> [SOURCE]
"""

# Check Engine light code P0421



## Mawman82 (Sep 10, 2009)

My Check engine light came on and said Emissions Workshop, and when i went to get the code it came up with "Warm Up Catalyst Efficiency Below Threshold (Bank 1)". Any ideas on what it might be? I am thinking that it is just an oxygen sensor, but i want to make sure its not the entire cat thats the problem..


----------



## tryin2vw (Dec 30, 2006)

*Re: Check Engine light code P0421 (Mawman82)*

Also check your Purge valve (black round thing on the air cleaner) for proper operation. If it is stuck open, a large slug of gas vapors will hit the cat at start-up, another cause of the code you list. 
The cat and O2 sensor operate ok when the car is warmed up, since there is no code.


----------



## dumped_gti (Dec 16, 2003)

*Re: Check Engine light code P0421 (tryin2vw)*

NO NO NO! not an evap purge valve.. You would for sure have an "evap incorrect flow detected" fault if it were stuck.
You need a new catalytic converter (passenger side). you should also replace the front and rear oxygen sensor at the same time. And don't put on a cheap cat. get a quality OEM part. I have seen this 100 + times http://****************.com/smile/emthup.gif 


_Modified by dumped_gti at 8:31 AM 9-13-2009_


----------



## tryin2vw (Dec 30, 2006)

*Re: Check Engine light code P0421 (Mawman82)*

Check the cheap stuff before going to the cat. Check your O2 sensors using a VAGCOM, check the Purge valve. The cat will cost you way more than these, so check them first. Note that I did not say replace, but verify they are OK.
Doug


----------

"""

> [DIRECTION]
Rewrite the paragraph in the P0421 thread that begins "Check the cheap stuff before going to the cat" as a short list that keeps its main facts. The records are separate material from the P0421 thread.

Stored data:
"""

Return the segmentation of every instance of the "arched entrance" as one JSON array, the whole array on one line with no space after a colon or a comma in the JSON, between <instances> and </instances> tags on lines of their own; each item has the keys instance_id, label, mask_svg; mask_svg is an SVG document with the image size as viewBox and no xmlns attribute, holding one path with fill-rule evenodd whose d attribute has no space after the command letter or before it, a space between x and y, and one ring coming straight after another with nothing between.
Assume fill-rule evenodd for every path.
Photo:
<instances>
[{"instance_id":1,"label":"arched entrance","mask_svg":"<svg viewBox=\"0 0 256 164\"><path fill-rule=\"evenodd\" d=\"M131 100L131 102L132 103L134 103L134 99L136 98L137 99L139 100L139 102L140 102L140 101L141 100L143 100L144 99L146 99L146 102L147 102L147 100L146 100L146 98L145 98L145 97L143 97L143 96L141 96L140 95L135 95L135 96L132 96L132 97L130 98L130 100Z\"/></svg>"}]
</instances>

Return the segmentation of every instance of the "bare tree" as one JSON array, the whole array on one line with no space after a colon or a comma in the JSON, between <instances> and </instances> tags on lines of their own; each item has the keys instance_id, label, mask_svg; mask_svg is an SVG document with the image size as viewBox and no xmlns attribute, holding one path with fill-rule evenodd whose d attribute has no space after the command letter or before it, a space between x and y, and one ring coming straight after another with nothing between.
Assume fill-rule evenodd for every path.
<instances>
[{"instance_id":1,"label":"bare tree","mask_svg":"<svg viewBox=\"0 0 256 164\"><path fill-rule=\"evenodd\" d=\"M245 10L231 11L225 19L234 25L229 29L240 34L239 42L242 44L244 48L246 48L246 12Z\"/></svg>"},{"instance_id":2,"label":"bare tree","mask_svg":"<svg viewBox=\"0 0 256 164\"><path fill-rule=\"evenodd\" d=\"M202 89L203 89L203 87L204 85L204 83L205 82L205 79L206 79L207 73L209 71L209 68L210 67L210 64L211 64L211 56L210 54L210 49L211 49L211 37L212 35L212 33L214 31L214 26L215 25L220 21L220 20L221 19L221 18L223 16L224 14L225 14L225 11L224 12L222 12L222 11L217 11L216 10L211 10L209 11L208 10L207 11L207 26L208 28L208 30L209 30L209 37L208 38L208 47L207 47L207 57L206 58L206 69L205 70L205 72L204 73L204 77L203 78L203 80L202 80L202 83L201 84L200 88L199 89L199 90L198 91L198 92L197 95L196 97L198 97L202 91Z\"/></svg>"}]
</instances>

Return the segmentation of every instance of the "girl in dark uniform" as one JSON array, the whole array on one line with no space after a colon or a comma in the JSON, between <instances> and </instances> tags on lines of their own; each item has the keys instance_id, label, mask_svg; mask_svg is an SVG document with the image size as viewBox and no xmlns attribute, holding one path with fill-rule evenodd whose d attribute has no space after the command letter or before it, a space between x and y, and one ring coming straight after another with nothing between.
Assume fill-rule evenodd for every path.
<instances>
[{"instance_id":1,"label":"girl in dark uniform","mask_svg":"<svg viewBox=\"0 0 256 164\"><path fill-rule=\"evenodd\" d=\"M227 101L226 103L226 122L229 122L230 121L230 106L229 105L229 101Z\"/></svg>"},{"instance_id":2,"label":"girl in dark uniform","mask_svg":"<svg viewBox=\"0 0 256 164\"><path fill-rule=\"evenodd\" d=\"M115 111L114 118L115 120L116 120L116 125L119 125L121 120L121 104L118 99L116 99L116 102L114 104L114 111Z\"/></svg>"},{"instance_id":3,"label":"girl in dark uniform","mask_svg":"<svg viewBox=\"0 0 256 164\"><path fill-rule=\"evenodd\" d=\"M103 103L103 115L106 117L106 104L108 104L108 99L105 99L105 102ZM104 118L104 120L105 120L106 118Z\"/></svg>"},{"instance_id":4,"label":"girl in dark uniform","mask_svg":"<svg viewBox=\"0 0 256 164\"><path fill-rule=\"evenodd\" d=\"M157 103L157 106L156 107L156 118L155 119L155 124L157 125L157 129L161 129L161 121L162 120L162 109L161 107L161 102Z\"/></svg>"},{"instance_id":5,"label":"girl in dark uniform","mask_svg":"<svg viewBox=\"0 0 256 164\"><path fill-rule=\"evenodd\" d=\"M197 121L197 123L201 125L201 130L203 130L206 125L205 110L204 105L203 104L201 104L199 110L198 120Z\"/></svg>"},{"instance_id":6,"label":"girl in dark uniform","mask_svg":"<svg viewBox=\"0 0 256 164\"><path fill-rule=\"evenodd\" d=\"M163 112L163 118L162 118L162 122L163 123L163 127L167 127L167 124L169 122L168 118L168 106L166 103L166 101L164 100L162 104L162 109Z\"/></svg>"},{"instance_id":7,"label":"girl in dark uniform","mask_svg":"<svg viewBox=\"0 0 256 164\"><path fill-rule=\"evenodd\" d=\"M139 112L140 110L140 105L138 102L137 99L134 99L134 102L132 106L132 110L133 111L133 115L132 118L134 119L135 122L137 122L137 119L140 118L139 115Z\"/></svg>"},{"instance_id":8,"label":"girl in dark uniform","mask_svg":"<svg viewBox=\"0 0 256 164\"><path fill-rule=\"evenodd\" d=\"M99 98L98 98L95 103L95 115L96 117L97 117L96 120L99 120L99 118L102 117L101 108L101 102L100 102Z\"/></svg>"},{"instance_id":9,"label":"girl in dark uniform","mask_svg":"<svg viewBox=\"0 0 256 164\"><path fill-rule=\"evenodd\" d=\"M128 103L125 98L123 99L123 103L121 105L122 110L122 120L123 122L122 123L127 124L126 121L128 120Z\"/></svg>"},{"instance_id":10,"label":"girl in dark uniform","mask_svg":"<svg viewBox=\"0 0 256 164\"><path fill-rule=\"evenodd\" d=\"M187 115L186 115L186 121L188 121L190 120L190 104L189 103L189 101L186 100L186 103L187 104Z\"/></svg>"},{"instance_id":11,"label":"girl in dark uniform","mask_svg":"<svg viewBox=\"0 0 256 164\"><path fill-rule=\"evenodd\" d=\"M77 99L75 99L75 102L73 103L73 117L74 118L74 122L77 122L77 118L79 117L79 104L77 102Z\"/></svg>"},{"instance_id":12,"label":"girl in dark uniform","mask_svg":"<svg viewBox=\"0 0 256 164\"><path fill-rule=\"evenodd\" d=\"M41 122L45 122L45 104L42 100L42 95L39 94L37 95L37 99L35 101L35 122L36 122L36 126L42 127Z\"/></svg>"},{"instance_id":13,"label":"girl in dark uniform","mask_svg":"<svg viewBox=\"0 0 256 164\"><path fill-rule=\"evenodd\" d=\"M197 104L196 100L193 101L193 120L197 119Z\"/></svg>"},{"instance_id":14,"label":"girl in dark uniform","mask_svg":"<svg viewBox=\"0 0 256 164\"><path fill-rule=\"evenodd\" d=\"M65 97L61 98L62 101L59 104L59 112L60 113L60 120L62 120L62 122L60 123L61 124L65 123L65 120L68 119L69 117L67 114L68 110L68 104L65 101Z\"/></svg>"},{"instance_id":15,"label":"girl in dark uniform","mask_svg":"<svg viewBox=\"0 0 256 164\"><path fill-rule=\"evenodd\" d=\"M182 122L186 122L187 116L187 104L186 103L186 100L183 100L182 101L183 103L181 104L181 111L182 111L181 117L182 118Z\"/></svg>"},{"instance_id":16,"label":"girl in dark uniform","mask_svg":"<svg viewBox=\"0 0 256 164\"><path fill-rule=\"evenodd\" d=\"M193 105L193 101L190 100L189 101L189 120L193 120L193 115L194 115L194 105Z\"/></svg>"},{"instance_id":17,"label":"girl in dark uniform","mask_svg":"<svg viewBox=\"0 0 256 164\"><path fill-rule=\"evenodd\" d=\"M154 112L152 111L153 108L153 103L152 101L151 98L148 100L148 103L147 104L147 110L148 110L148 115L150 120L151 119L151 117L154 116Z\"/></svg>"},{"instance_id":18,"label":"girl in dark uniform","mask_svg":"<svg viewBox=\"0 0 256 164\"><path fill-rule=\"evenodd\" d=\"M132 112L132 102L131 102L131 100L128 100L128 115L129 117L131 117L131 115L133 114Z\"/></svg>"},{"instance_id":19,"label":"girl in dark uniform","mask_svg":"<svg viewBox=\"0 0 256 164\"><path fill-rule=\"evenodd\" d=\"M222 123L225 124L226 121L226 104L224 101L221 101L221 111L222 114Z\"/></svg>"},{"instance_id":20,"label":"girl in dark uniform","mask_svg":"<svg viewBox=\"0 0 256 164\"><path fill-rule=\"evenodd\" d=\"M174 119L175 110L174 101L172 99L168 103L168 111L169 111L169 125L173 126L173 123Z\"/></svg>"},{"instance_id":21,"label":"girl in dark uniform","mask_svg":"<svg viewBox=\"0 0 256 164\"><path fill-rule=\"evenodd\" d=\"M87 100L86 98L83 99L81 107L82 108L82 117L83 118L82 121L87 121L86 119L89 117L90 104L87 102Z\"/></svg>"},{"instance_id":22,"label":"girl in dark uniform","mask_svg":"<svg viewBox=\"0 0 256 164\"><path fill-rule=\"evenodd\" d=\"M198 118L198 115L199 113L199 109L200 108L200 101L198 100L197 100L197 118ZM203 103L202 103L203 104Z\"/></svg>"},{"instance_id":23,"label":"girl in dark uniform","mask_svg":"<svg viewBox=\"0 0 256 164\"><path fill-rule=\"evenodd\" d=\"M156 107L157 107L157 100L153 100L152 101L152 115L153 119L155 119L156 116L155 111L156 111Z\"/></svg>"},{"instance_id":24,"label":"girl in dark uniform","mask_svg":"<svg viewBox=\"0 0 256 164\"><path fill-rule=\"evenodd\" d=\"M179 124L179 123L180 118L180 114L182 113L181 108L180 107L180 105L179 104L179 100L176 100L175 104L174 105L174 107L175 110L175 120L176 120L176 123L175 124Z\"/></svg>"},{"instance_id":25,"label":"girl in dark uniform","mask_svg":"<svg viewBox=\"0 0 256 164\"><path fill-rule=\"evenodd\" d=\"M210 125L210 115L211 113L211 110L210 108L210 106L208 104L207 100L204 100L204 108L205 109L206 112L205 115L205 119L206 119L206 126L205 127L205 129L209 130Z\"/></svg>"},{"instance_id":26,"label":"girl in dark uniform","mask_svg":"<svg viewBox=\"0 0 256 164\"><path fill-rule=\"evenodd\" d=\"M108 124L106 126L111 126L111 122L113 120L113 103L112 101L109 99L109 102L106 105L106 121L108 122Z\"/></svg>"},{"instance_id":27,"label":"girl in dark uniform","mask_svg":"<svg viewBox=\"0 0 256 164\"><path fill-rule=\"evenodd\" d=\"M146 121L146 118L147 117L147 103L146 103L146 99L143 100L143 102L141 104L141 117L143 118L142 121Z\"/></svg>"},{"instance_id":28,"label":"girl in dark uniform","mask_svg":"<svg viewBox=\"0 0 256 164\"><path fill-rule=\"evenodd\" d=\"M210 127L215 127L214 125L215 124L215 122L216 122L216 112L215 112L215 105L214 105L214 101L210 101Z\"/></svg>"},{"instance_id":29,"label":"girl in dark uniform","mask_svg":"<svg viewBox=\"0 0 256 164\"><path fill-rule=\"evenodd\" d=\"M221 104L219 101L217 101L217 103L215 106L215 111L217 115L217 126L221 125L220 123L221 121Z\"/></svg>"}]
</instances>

"""

> [EXERCISE SOLUTION]
- Check the cheaper parts before the catalytic converter.
- Test the O2 sensors with a VAGCOM.
- Check the purge valve.
- The cat costs far more than these parts, so check them first.
- The point is to confirm these parts work, not to replace them.